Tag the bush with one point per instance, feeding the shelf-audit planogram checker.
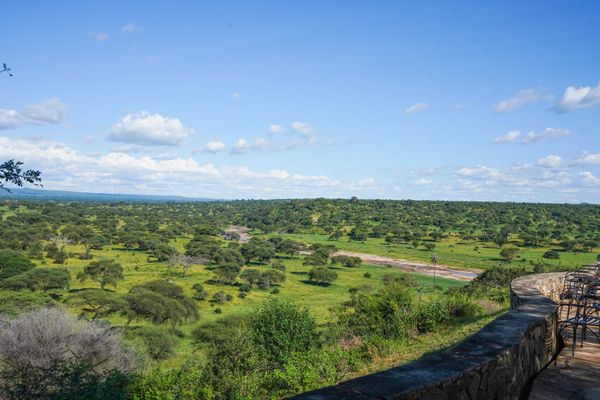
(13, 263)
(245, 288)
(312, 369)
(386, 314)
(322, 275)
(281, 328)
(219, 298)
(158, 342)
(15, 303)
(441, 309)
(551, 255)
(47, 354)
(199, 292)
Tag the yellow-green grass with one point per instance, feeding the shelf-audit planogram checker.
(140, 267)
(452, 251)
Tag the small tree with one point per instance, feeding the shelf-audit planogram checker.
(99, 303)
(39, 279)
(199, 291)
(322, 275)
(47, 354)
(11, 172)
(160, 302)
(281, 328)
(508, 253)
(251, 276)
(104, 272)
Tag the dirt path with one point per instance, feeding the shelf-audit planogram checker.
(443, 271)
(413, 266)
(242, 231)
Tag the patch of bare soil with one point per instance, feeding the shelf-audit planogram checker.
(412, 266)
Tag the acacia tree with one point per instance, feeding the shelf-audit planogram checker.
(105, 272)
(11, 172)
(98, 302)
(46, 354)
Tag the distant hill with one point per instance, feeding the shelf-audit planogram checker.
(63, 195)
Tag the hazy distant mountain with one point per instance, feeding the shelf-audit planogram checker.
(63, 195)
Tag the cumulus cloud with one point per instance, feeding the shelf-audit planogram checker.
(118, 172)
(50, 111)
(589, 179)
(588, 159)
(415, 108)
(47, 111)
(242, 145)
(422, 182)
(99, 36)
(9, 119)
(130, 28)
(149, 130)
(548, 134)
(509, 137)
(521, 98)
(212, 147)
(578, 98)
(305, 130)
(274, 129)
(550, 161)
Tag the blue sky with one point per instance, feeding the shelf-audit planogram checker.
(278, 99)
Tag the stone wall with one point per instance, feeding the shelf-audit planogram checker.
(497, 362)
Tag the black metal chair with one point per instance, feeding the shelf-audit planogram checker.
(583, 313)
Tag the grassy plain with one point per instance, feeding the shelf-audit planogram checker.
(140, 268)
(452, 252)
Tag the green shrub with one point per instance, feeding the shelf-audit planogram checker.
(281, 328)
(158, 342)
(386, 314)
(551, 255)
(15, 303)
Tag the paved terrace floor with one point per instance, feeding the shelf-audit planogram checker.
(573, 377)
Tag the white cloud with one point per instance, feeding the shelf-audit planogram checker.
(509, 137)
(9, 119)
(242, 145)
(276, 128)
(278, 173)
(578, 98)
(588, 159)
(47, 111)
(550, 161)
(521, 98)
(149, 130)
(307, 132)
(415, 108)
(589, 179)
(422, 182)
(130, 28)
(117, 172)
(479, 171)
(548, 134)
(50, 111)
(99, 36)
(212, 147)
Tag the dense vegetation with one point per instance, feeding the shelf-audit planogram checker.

---

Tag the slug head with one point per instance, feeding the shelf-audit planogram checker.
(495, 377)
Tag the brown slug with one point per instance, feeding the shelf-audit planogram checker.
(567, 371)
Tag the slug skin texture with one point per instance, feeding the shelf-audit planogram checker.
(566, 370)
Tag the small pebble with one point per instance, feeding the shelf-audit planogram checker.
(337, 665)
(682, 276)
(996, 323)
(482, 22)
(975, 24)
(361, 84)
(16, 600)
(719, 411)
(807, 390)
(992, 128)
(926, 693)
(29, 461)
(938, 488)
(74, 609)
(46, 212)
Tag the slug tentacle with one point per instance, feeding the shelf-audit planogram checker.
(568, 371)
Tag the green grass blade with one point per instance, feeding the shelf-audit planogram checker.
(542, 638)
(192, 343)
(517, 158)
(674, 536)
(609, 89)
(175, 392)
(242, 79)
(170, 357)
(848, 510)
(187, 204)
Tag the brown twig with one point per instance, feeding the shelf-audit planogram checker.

...

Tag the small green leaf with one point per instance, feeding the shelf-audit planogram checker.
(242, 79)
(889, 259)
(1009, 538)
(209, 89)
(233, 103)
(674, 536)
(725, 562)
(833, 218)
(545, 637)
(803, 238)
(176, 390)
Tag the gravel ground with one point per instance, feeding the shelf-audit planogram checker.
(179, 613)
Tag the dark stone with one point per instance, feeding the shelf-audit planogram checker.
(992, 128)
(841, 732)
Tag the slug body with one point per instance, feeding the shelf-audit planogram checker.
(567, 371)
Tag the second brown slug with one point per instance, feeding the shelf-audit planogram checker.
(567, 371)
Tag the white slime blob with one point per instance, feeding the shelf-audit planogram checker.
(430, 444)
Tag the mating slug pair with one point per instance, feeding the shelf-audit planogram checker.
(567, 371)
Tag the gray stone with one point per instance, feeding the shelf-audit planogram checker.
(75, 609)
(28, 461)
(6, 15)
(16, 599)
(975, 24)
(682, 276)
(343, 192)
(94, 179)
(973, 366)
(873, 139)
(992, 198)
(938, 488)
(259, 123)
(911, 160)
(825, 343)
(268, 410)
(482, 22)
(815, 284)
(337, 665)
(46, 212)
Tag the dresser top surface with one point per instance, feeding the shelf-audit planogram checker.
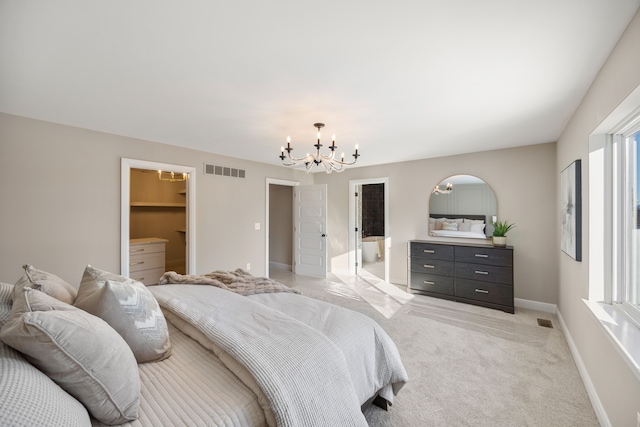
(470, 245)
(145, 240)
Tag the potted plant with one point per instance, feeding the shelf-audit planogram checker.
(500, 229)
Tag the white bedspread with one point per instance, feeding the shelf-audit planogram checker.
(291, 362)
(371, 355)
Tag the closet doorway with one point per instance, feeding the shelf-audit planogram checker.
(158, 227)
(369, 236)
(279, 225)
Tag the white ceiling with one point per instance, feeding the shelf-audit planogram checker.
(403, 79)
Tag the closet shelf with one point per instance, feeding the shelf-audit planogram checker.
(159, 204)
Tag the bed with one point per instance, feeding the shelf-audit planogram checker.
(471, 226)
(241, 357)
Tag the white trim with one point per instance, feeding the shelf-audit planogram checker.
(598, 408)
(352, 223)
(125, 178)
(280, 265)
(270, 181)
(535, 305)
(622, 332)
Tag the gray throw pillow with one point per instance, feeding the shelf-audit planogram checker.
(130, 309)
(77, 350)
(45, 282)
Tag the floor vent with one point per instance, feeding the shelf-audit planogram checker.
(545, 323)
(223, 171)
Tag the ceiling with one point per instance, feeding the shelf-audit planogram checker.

*ACTION ITEM*
Of the lines above, retype only those from the line containing "Tag the closet shelf" through the line containing "Tag the ceiling", including both, exactly.

*TASK RESULT*
Tag the closet shelf with one point per instance, feeding the shelf-audit planogram checker.
(159, 204)
Tag the bed with one point per instance, feeding the shelf-audit planogram checker.
(471, 226)
(241, 357)
Tag the white trim with one point per instance, feeding the shelf-audit planogram checker.
(598, 408)
(352, 223)
(125, 178)
(280, 265)
(270, 181)
(535, 305)
(622, 332)
Tag the gray throw pillow with one point per instance, feeding the shelf-audit planogram checker.
(130, 309)
(77, 350)
(45, 282)
Tag the floor vent with one point per instance, feeding the shelf-audit planogram checker.
(545, 323)
(223, 171)
Tag the ceiling with one point per instance, feeding the shelf-audit planogram checker.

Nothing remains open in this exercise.